That's what I personally disagreed with, I didn't say you said ALL.


----------



## treyvion

TiggyBlue said:


> You said
> 
> 
> That's what I personally disagreed with, I didn't say you said ALL.


Okay. Guess I'm tired. What are each and every one of you doing to improve your life? And for those of you that are sexless, what are you doing to improve and gain an actual sex life?


----------



## Therealbrighteyes

treyvion said:


> That's you two... There are an entire world of people who majorly leverage their looks to have advantages, and like I said, many of it borders on entitlement and using people who like them.


You are a flat out liar if you think you don't leverage anything. Entitlement and using people....do tell?


----------



## lifeistooshort

SimplyAmorous said:


> Just saying, your post stomps on marriages like ours...I'm pretty used to this mindset here though, so it's fine.
> 
> My husband prefers me to stay home...I suppose this makes him a complete fool... I feel very blessed that we can afford this ....I do have some small jobs but they are nothing to brag about... nor could I support myself on them....He has never been laid off... we are very frugally minded and even if he was, we could live over a year on no income (though health benefits if we needed them may be an issue)...
> 
> We have always been very happy together, each others best friends -we dated almost 7 yrs before walking down the aisle...I believe part of our happiness is because we have chosen to live a lifestyle that works FOR US....with me in the home -we have 6 children...this has given us more time with each other and a carefree lifestyle..to not be so rushed, hurried and enjoy our blessings...
> 
> He is a wonderful man/ excellent father, could not ask for more... and by golly if I ever stooped so low , as to cheat on him....to destroy his life....like that.... I wouldn't take a dime from him, because he wouldn't deserve it... I was very careful to whom I attached myself to... I do have my honor and being able to look myself in the mirror... he knows I can be a stubborn woman in this way... which is likely why he trusts me so damn much...
> 
> Some of us still believe in raising our families with this older fashioned model... it's not insanity....we've been together 31 yrs, 24 married ...there are plenty of things in this life I am not certain of.. but of our commitment to each other...this one I am.

■ Provided information ■

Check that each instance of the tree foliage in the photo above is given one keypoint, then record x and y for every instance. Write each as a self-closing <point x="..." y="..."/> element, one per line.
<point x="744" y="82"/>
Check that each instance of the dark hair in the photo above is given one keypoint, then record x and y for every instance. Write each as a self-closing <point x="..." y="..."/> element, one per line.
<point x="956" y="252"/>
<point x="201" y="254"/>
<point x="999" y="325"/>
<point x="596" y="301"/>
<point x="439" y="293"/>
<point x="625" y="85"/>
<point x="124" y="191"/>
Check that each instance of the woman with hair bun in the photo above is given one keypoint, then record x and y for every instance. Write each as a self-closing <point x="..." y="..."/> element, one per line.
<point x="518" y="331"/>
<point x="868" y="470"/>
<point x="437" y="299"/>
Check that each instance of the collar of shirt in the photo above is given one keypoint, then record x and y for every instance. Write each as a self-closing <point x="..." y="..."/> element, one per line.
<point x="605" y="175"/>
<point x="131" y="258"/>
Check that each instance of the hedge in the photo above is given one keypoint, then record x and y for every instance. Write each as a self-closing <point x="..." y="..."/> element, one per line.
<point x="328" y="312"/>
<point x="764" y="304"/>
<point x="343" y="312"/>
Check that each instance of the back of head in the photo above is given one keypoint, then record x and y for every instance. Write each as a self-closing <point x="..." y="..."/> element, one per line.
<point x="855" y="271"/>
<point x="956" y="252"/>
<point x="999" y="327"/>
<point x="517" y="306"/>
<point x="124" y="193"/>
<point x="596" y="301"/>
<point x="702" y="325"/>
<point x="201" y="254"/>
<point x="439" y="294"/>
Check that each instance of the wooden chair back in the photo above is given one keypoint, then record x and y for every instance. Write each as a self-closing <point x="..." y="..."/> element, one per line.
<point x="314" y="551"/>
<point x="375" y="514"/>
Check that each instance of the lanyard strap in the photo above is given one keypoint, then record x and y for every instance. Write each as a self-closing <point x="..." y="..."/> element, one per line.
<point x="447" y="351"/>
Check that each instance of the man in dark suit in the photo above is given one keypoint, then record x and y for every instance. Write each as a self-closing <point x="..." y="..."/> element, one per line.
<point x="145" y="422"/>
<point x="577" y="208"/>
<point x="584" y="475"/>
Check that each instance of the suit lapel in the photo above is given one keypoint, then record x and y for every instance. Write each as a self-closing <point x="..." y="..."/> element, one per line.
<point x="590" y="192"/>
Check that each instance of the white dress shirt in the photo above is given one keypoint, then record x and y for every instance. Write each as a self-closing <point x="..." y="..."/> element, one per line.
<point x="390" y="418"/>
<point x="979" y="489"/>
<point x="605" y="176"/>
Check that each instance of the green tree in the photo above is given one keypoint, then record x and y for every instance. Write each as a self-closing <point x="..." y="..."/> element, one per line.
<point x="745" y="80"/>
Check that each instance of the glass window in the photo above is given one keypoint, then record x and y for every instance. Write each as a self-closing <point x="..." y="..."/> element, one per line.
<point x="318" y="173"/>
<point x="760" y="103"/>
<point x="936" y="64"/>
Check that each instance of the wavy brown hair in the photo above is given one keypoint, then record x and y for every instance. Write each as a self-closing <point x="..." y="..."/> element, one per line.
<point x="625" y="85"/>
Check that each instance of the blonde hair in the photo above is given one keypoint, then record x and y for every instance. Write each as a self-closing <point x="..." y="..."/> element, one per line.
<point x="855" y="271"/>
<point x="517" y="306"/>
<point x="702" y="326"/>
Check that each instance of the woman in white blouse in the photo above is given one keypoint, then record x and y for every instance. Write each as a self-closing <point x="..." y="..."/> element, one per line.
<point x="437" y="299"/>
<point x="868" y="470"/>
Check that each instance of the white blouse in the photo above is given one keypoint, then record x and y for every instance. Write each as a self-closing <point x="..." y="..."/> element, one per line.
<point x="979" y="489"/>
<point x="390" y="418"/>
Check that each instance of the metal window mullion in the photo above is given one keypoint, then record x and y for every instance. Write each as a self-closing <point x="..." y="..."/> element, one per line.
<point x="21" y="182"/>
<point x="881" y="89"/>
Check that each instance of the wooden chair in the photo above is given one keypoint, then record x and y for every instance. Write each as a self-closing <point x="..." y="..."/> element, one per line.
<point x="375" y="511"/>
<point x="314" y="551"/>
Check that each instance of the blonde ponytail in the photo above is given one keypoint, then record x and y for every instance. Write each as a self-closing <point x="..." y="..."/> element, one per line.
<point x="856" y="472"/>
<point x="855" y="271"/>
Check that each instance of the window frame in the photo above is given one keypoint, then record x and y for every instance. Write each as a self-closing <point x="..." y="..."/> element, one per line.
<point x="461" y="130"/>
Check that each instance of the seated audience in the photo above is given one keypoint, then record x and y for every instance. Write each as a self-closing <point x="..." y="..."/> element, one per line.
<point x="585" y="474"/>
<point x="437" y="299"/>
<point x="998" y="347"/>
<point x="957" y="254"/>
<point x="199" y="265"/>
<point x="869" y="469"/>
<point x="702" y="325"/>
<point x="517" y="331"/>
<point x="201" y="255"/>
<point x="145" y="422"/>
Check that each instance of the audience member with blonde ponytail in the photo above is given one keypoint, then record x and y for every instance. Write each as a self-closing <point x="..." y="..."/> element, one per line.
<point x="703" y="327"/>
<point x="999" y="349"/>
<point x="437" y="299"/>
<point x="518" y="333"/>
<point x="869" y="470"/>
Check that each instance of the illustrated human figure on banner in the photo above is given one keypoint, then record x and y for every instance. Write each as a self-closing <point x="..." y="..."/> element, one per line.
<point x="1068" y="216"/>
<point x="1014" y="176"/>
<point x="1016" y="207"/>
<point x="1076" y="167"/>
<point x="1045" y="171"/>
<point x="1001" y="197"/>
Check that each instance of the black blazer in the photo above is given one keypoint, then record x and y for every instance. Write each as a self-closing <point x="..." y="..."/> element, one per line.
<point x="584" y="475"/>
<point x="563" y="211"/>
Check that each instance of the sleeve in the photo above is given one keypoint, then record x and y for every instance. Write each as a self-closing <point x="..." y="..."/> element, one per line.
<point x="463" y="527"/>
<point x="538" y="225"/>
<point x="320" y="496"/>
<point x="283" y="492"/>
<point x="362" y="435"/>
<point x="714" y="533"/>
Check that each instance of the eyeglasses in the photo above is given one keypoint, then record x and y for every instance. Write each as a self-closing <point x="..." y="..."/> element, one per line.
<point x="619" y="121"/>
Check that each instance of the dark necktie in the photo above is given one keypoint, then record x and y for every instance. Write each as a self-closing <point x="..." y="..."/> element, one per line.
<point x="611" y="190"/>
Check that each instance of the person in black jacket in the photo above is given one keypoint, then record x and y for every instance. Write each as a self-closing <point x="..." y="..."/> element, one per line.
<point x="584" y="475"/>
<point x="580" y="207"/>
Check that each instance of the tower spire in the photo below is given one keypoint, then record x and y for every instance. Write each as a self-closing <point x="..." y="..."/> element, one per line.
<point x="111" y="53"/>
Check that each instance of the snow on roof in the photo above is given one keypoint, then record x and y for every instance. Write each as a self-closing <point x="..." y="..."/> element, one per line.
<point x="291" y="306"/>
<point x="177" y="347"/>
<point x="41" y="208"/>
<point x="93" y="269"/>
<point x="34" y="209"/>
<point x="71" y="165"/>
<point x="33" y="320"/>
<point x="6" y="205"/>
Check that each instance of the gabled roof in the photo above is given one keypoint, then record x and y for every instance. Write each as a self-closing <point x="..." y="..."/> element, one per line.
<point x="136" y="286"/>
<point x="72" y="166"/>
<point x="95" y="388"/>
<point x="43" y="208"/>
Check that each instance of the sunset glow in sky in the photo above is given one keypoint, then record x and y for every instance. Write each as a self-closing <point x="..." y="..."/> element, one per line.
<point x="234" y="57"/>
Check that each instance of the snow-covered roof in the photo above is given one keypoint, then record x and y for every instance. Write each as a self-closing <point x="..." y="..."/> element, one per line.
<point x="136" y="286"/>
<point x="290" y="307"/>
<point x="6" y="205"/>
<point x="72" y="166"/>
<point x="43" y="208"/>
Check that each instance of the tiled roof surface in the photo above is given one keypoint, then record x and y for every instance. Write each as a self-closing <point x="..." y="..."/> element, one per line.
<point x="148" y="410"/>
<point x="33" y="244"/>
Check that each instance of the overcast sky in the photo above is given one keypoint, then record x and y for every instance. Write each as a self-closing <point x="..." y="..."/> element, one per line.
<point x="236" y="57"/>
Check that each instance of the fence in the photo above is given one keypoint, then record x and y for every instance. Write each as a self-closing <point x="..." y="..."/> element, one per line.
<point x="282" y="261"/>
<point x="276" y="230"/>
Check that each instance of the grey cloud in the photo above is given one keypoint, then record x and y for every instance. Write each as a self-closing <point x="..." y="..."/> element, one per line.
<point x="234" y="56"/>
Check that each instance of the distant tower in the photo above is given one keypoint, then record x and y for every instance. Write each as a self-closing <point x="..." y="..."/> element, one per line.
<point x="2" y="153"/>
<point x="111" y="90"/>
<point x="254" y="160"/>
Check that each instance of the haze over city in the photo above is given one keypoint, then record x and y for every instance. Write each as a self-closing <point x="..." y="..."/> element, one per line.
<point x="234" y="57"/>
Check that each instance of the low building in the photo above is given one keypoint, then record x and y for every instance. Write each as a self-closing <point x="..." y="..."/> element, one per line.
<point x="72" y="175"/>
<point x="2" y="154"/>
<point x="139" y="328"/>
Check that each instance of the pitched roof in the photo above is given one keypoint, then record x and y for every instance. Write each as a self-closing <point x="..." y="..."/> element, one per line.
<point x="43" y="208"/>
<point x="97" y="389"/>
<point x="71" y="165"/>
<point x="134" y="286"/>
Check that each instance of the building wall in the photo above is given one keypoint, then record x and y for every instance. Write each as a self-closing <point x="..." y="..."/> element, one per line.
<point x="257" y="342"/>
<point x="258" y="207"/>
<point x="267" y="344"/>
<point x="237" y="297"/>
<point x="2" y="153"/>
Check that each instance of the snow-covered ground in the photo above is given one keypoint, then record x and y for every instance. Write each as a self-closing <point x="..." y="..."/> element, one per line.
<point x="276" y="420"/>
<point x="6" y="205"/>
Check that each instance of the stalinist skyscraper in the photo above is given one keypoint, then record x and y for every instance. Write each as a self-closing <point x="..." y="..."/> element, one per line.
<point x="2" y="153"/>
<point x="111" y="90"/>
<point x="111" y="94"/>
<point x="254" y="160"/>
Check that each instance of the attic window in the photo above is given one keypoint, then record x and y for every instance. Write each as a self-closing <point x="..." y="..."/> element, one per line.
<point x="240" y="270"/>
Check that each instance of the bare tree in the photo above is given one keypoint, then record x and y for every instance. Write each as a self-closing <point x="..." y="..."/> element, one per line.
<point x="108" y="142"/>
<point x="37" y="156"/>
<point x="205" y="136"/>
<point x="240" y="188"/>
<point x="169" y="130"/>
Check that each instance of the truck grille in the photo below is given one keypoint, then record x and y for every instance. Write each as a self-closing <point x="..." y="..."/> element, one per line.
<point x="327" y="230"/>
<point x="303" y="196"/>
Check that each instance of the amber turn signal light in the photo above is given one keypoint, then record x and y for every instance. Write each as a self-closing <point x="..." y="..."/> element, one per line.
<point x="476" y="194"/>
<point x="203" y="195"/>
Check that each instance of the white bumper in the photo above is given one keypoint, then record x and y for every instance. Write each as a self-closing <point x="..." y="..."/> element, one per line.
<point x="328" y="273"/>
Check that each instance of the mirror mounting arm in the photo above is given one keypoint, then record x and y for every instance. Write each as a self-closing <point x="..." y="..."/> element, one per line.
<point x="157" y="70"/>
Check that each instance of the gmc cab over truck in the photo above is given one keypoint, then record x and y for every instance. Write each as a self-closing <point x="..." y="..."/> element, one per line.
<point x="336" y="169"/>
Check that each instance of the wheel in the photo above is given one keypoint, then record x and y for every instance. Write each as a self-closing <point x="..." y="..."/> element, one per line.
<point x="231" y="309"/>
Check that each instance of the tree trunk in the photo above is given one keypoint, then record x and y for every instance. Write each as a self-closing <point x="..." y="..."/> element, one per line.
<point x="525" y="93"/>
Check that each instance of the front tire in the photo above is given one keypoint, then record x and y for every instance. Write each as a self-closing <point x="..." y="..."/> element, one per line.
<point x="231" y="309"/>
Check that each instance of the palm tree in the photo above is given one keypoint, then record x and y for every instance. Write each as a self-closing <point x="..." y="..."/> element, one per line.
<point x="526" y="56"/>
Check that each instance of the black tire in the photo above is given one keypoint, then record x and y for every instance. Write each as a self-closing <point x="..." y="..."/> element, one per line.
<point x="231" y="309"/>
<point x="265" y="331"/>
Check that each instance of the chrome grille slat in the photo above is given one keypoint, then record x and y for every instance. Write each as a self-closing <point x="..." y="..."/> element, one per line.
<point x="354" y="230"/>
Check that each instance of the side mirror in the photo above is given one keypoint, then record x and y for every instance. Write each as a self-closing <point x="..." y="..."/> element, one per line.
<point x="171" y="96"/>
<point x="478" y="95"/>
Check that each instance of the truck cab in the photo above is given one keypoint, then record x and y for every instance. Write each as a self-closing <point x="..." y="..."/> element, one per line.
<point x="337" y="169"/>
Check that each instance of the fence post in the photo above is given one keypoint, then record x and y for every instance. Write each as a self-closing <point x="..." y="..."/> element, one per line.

■ Challenges ■
1. Repeat the part of the entries that opens with the line containing "Check that each instance of the tree trunk" and runs through the final line of the entries, both ends included.
2. Carry on the forum thread about marriage and sex lives from the point where it stops.

■ Answers to the exercise ■
1.
Check that each instance of the tree trunk in the photo above is given one keypoint, then record x and y for every instance. Write each as a self-closing <point x="..." y="..."/> element, one per line.
<point x="525" y="93"/>
Check that each instance of the front tire in the photo above is given one keypoint, then record x and y for every instance. Write each as a self-closing <point x="..." y="..."/> element, one per line.
<point x="231" y="309"/>
Check that each instance of the palm tree in the photo above is given one keypoint, then record x and y for every instance. Write each as a self-closing <point x="..." y="..."/> element, one per line.
<point x="526" y="56"/>
Check that each instance of the black tire in the photo above is given one keypoint, then record x and y for every instance. Write each as a self-closing <point x="..." y="..."/> element, one per line.
<point x="231" y="309"/>
<point x="265" y="331"/>
Check that each instance of the chrome grille slat in the photo above is given one keypoint, then record x and y for every instance. Write each as a self-closing <point x="..." y="..."/> element, one per line.
<point x="354" y="230"/>
Check that each instance of the side mirror in the photo above is given one keypoint, then record x and y for every instance. Write each as a self-closing <point x="..." y="..."/> element, one per line.
<point x="171" y="96"/>
<point x="478" y="95"/>
Check that each instance of the truck cab in the photo above is given one keypoint, then record x and y for every instance. Write each as a self-closing <point x="..." y="..."/> element, one per line.
<point x="337" y="169"/>
Check that each instance of the fence post in the photo above is given one keypoint, then record x and y for every instance. Write each as a self-closing <point x="..." y="..."/> element, one per line.

2.
The point of my post was not to trash the arrangement itself, just the risk of it. If anything I find that it often goes the other way in that stay at home parents look down on working parents because "sometime else is raising their kids". My point is that it's just very risky to do this; it sounds like you guys beat the divorce odds and that's great (though I would point out how many people here have spouses that lose their minds after 30 years but we'll assume you two are not among them), but if for whatever reason you hadn't you'd have the very situation I was talking about. And while your hb prefers you at home does that mean he accepts that if one of you decides to leave he's on the hook for supporting you? That's the thing, a lot of people just don't realize that, and even if he says he would have no problem with it divorce has a way of shifting peoples opinions about things. As I said, I'm glad this has worked out for you guys but in general it's very risky.
_Posted via Mobile Device_


----------



## SimplyAmorous

lifeistooshort said:


> The point of my post was not to trash the arrangement itself, just the risk of it. If anything I find that it often goes the other way in that stay at home parents look down on working parents because "sometime else is raising their kids". My point is that it's just very risky to do this; it sounds like you guys beat the divorce odds and that's great (though I would point out how many people here have spouses that lose their minds after 30 years but we'll assume you two are not among them), but if for whatever reason you hadn't you'd have the very situation I was talking about. And while your hb prefers you at home does that mean he accepts that if one of you decides to leave he's on the hook for supporting you? That's the thing, a lot of people just don't realize that, and even if he says he would have no problem with it divorce has a way of shifting peoples opinions about things. As I said, I'm glad this has worked out for you guys but in general it's very risky.
> _Posted via Mobile Device_


 Your point may be to not trash, but you feel it is INSANITY...those are your words... if I got on here and started talking like that about working women, I'd be C R U C I F I E D .....to say that marriages with both working parents are 'ideal" and our arrangement is insanity ...like it has 0 value at all or purpose other than stupidity ...all I see is judgement... it's ugly..

And we wonder why those like myself want to get a JAB in these discussions.... 

My husband has never felt any risk with me...I mean that....here is his response laying in bed (I just asked his opinion)...to this potential nightmare many speak of for men...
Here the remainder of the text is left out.